### SOURCE RECORDS
####

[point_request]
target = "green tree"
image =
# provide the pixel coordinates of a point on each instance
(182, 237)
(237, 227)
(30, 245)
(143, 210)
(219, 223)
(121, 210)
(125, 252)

####

### TASK BRIEF
Put every line of the items above into a JSON list of strings, one string per line, omitting blank lines.

### CORRECT ANSWER
[
  "[point_request]",
  "target = \"green tree\"",
  "image =",
  "# provide the pixel coordinates of a point on each instance",
  "(182, 237)",
  "(237, 227)",
  "(30, 245)",
  "(143, 210)",
  "(219, 223)",
  "(121, 210)",
  "(125, 252)"
]